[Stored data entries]

-------

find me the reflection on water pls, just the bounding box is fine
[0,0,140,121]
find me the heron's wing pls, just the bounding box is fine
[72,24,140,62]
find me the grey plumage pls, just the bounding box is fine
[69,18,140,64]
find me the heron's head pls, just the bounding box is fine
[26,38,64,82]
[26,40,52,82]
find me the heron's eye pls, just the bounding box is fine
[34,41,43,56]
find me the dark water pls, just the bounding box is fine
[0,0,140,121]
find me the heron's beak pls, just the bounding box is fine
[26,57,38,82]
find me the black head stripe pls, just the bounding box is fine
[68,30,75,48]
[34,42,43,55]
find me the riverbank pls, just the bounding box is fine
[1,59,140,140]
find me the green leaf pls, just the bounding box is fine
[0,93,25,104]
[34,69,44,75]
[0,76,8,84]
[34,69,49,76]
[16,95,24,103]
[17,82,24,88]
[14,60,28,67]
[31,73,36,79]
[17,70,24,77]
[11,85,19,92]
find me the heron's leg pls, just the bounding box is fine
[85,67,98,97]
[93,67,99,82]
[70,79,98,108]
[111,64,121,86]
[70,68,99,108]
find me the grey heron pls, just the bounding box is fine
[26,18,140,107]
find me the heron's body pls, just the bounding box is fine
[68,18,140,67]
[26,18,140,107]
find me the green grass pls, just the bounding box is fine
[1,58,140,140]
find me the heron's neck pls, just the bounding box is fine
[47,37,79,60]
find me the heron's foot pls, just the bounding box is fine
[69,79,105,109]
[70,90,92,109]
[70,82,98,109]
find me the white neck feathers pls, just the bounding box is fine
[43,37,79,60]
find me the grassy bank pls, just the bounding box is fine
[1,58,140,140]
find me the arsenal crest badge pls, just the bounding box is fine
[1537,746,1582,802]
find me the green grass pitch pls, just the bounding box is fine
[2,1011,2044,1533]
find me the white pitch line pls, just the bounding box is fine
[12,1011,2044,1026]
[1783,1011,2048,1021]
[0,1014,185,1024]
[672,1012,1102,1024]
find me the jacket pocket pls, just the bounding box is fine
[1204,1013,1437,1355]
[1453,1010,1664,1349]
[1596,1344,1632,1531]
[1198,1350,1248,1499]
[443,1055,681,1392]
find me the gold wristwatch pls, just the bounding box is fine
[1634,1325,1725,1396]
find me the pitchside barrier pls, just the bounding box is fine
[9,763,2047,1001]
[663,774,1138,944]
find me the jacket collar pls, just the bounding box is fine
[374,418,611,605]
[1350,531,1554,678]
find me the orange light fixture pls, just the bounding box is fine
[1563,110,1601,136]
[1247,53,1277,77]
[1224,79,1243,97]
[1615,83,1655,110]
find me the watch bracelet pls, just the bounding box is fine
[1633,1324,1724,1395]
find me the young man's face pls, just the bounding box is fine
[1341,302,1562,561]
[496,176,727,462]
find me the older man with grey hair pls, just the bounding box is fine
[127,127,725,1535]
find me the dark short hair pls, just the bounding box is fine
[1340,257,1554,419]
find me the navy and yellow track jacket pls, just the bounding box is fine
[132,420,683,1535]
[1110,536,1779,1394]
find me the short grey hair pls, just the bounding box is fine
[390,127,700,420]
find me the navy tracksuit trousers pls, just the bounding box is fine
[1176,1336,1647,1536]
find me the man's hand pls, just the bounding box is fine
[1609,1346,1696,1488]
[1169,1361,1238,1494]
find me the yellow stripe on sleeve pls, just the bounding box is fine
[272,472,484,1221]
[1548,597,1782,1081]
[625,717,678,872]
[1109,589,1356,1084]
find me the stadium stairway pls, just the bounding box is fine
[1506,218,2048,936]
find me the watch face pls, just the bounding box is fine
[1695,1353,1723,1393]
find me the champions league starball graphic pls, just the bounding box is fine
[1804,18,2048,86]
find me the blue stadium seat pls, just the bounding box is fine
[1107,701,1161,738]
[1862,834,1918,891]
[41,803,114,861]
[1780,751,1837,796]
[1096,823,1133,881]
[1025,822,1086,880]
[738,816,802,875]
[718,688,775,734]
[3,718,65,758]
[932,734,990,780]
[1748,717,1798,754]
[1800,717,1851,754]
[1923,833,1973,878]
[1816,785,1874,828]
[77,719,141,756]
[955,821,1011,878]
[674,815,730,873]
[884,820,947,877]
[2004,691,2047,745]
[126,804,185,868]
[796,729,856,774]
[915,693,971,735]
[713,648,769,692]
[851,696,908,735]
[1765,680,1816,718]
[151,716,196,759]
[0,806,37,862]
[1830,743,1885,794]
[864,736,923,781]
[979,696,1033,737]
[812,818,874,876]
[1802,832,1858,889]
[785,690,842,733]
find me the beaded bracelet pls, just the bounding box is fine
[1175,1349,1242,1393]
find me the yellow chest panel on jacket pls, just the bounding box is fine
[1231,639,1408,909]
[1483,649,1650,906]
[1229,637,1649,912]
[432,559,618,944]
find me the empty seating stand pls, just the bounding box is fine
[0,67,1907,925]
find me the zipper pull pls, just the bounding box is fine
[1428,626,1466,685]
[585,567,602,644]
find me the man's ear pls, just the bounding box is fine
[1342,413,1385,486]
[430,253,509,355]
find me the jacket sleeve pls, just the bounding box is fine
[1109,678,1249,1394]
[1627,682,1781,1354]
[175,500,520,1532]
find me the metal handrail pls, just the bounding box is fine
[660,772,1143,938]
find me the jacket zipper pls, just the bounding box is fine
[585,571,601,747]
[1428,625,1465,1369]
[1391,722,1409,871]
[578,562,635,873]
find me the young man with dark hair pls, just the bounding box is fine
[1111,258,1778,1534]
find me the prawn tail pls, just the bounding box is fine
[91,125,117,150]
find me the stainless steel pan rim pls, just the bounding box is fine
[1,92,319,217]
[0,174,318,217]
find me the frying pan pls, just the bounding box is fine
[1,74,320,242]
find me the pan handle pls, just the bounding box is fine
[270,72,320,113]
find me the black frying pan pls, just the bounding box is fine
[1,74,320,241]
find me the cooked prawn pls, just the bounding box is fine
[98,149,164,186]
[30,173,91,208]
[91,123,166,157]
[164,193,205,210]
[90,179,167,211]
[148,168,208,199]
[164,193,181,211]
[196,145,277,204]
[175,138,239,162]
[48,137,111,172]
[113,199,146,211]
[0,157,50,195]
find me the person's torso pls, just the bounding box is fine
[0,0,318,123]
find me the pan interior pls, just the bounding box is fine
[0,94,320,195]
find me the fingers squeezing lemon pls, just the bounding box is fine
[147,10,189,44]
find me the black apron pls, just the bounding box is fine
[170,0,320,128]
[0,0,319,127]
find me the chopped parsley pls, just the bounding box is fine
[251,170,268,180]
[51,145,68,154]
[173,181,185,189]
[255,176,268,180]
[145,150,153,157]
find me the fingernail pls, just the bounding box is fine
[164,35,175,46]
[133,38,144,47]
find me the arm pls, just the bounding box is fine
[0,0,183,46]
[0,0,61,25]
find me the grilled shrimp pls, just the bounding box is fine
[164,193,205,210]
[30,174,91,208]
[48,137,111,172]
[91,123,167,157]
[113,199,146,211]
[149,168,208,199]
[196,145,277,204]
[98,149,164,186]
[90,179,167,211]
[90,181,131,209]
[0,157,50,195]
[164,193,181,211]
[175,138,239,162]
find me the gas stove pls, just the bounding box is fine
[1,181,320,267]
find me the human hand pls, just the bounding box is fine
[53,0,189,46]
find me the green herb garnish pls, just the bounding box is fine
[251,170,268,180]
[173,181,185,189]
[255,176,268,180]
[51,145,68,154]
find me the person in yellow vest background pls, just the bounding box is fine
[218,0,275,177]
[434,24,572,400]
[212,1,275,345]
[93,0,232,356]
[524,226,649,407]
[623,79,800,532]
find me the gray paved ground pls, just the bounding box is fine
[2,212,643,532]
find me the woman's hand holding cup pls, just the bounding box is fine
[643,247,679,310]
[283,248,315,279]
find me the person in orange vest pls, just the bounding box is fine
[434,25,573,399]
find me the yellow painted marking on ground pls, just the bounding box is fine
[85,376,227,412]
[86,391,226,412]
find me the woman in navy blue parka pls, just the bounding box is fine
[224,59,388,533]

-------

EXERCISE DESCRIPTION:
Beginning at the line that holds "find me the black apron", copy every line through the end of the entries exactly as given, and only those lines.

RESULT OF THE TASK:
find me the black apron pls, just the bounding box is fine
[170,0,320,128]
[0,0,319,127]
find me the chopped parsley pls, just the bounding box is fine
[251,170,268,180]
[51,145,68,154]
[173,181,185,189]
[255,176,268,180]
[145,150,153,157]
find me the fingernail pls, just the bounding box is fine
[164,35,175,46]
[133,38,144,47]
find me the arm pls, just the bounding box is fine
[0,0,183,46]
[0,0,61,25]
find me the grilled shrimp pls, just the bounding box is fine
[164,193,205,210]
[30,174,91,208]
[48,137,111,172]
[91,123,167,157]
[113,199,146,211]
[149,168,208,199]
[196,145,277,204]
[98,149,164,186]
[90,179,167,211]
[90,181,131,209]
[0,157,50,195]
[164,193,181,211]
[175,138,239,162]
find me the gas stove pls, just the bounding box is fine
[1,181,320,267]
find me the human hand pls, just the bounding box is fine
[53,0,189,46]
find me the green herb garnish pls, just the bounding box is fine
[251,170,268,180]
[173,181,185,189]
[255,176,268,180]
[51,145,68,154]
find me the person in yellow vest background pls, just the bounding box is fine
[218,0,275,177]
[434,24,572,400]
[212,1,275,345]
[93,0,232,356]
[524,226,649,407]
[623,79,800,532]
find me the gray paved ground pls, just the bounding box is fine
[2,212,643,532]
find me the woman's hand holding cup pls, just the bounding box is fine
[643,247,679,310]
[283,248,315,279]
find me the person in orange vest pls, just the bounding box is fine
[434,25,573,399]
find me the yellow painted marking on ground pls, just the bounding box is fine
[85,376,227,412]
[86,391,226,412]
find me the woman in navy blue parka pls, just the bounding box is fine
[224,59,388,533]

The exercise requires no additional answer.